Why I Started Versioning Data Like Software: The pip install for Healthcare Pipelines
Why I Started Versioning Data Like Software: The pip install for Healthcare Pipelines
Here is a look back at the journey my team and I took to fundamentally change how we share data. After spending months building a robust Medallion architecture to clean up chaotic government healthcare exports, we had finally secured our internal database. Our data was clean, validated, and safely stored in our Gold layer.
But cleaning the data was only half the battle. We regularly export this data to hundreds of external collaborators and researchers. When you are supplying data for medical research, the stakes are incredibly high. If we realize today that a batch of data from six months ago contained an error, the fallout isn't just a broken dashboard—it could invalidate a published scientific paper.
Things can often be repurposed into something new and robust. I realized that the software engineering world solved the problem of distributing constantly changing code decades ago. It was time we applied those exact same rules to our data.
1. The First Iteration: Shared Drives and Lying Markdown
Before I landed on the "Data as Code" design, I started the project the way most data teams distribute information: we dropped CSV extracts into secure shared folders for our researchers, accompanied by a beautifully written Markdown file explaining the data dictionary.
The environment, however, quickly became a massive hurdle.
If a researcher wrote a Python model expecting a column named blood_pressure_sys, and we quietly updated our internal systems to rename it to bp_systolic, their code would violently crash the next time they downloaded our CSV.
Even worse was the "silent failure." If we discovered a historical error—like the time we realized "NA" stood for Natrium (Sodium) and not a null value—we had to send out mass emails with the subject line "URGENT: Data Correction" and pray that the researchers actually read it before publishing their findings.
I had to weigh our approaches. Writing data documentation in a Wiki or Markdown is essentially writing a code comment: it cannot be trusted, and it will inevitably drift from reality. I realized we needed to stop treating data like a passive, hostile file, and start treating it like an active software dependency.

- Excerpted data
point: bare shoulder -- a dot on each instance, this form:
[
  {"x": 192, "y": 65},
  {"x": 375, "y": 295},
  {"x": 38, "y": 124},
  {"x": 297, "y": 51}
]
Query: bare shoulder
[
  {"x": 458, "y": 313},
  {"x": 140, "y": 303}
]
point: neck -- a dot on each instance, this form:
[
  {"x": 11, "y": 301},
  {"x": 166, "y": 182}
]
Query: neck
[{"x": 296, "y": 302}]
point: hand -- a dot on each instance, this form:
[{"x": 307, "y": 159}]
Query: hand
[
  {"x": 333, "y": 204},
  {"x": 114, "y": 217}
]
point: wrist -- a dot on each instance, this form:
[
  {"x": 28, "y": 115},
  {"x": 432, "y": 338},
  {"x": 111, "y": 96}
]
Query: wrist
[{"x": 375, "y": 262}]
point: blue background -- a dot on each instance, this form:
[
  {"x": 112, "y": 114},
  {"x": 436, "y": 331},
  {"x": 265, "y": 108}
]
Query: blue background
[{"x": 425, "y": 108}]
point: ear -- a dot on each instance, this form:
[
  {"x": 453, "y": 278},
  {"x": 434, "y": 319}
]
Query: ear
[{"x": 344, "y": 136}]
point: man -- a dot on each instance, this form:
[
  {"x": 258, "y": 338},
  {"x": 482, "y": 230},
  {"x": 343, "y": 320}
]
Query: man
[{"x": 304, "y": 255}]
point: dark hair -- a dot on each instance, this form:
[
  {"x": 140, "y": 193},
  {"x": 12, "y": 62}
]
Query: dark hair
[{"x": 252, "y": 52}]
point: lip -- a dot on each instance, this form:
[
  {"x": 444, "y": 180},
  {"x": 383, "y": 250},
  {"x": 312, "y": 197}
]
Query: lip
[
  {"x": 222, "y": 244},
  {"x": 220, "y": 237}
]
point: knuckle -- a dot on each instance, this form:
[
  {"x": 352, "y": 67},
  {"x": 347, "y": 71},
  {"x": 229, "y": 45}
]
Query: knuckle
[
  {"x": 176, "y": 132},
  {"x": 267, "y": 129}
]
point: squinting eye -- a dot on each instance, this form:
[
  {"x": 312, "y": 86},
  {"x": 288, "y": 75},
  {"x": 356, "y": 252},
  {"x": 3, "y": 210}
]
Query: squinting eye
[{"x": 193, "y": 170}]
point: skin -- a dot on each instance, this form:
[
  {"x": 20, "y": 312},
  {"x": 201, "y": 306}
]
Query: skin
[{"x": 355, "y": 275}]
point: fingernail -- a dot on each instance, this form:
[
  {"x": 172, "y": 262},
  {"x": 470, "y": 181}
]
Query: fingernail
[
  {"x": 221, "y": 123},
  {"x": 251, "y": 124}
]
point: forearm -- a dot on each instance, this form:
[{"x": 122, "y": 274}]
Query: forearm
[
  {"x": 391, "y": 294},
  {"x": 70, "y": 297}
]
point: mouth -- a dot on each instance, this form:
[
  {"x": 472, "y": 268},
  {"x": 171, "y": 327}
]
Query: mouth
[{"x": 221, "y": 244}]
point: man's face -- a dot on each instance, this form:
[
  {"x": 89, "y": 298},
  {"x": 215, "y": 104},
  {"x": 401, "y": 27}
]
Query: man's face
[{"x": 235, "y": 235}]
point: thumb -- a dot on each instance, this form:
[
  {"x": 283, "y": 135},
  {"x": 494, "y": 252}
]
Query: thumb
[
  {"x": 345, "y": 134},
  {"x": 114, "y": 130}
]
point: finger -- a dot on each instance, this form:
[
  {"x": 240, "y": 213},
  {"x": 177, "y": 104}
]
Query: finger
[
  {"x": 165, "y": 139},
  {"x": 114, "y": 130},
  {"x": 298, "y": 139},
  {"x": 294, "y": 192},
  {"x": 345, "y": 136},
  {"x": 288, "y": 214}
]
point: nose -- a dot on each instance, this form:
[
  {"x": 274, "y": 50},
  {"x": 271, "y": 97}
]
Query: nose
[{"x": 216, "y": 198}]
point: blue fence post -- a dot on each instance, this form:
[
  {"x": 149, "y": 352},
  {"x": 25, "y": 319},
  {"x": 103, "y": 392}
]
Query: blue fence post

- Task description
Resume the article on versioning healthcare data like software, writing on from its final sentence.

- Result below
2. The Architecture: Executable Contracts and pip
Simplicity won out, and I decided to package our data pipeline exactly like a Python library. Every data scientist knows the joy of typing from sklearn.datasets import load_wine and instantly getting a perfect Pandas DataFrame without worrying about file paths. We decided to replicate that exact experience for our healthcare data.
We didn't package the raw data itself—that would create a massive, unscalable Python package. Instead, the raw data stays safely in our cloud storage, flowing through our internal Medallion system (from raw Bronze, to quarantined Silver, to clean Gold). What we distribute to the researchers is an internal Python library containing the Data Contract and the load function.
Here is how the mechanics work:
Executable Schemas
We built our Data Contracts using Pandera (an executable schema library). Before our internal Python package is even built and distributed, a CI/CD process runs a strict validation against the current Gold layer data. If the data violates the contract, the Python package is never built. The contract is not a Markdown suggestion; it is a compile-time guarantee.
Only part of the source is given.